* _Brief_
Collect every line in the items below that contains the string "shirt". Case counts.

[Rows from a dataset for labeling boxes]
------------------------------------------------------------------------

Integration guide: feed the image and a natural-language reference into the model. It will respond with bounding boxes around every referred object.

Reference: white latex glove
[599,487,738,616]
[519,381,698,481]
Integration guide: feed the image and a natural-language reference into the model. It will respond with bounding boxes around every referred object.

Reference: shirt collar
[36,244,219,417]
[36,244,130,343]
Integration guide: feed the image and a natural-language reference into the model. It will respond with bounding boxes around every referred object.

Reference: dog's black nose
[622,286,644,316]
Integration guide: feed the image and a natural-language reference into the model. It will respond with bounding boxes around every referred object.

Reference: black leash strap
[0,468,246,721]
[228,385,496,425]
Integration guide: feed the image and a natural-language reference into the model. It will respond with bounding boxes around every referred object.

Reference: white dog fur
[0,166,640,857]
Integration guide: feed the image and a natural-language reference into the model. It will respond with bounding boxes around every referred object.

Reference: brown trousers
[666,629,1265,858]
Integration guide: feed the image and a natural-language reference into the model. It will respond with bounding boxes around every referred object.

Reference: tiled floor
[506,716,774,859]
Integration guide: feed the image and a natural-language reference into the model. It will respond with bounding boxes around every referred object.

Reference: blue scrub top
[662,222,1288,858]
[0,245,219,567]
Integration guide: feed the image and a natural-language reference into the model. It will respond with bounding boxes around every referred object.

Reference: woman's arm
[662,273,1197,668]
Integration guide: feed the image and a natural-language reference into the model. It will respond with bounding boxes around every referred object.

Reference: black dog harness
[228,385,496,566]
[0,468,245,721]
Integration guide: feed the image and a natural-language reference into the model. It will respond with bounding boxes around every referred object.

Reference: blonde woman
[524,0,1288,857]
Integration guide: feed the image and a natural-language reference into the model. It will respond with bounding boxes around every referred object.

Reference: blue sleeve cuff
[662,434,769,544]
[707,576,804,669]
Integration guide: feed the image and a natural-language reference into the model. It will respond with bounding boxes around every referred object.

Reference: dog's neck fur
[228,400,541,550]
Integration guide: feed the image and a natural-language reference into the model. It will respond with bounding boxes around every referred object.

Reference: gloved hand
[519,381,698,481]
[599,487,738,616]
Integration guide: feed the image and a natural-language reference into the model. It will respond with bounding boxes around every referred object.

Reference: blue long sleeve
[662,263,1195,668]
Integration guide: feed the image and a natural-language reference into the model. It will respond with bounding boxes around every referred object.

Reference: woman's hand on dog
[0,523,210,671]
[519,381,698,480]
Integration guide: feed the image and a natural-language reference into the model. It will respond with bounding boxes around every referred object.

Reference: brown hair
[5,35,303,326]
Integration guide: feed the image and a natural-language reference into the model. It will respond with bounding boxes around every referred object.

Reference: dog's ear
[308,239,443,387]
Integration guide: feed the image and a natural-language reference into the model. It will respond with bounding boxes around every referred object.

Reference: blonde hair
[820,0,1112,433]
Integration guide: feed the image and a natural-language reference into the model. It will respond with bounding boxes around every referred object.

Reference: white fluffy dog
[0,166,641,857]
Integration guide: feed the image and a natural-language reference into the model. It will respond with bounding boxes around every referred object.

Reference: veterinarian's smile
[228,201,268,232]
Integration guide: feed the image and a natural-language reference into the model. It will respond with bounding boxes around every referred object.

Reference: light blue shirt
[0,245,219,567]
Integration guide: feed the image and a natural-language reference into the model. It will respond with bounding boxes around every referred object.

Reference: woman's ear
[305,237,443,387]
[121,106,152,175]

------------------------------------------------------------------------

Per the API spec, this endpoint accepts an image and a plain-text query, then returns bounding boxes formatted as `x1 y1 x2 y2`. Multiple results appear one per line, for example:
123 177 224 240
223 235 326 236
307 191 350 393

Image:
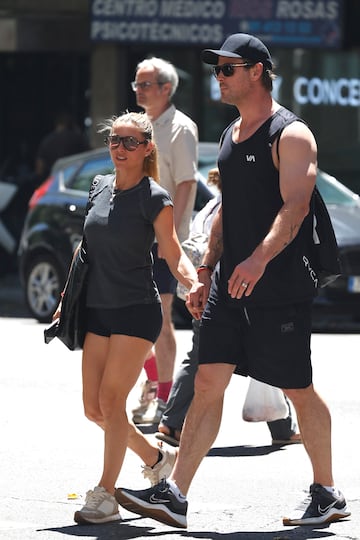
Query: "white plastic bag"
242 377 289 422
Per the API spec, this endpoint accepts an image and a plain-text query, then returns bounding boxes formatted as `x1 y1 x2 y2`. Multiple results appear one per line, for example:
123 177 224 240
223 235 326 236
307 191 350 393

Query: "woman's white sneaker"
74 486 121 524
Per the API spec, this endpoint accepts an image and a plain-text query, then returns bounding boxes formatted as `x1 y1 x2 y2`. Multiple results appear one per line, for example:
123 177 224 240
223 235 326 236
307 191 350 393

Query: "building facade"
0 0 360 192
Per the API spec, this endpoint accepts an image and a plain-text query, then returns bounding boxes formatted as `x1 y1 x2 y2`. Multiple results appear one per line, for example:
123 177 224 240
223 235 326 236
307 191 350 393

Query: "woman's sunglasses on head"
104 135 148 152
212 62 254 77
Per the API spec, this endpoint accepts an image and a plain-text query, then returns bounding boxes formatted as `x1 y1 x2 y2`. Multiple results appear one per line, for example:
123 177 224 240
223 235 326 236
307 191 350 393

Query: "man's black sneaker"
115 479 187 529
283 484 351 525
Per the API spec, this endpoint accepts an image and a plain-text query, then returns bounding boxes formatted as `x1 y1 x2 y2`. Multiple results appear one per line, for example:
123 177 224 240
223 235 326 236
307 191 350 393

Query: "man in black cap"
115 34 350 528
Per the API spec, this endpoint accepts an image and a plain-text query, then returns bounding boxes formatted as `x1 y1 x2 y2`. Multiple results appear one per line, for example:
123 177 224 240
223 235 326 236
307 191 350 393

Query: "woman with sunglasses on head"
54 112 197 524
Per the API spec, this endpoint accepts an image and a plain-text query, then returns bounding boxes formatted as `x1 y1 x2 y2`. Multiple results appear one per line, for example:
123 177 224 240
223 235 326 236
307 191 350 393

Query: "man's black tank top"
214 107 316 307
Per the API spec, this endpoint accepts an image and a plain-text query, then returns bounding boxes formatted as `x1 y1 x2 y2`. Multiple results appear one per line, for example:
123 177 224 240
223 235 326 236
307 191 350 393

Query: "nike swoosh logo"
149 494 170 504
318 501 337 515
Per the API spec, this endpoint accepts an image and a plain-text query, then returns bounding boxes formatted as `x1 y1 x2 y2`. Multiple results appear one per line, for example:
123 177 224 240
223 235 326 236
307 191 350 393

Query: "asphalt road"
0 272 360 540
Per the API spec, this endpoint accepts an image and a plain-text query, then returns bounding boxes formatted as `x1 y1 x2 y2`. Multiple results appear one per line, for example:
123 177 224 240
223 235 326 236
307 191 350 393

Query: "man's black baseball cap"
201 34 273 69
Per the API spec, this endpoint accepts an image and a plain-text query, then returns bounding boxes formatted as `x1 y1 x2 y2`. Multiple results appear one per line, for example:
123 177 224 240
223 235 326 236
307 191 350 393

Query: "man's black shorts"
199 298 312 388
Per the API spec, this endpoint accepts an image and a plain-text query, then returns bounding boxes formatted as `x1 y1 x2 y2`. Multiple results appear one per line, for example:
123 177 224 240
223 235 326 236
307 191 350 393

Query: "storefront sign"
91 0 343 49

------------------------------------------------------------------------

* _The result_
Reference: shirt collar
Reference: light blue shirt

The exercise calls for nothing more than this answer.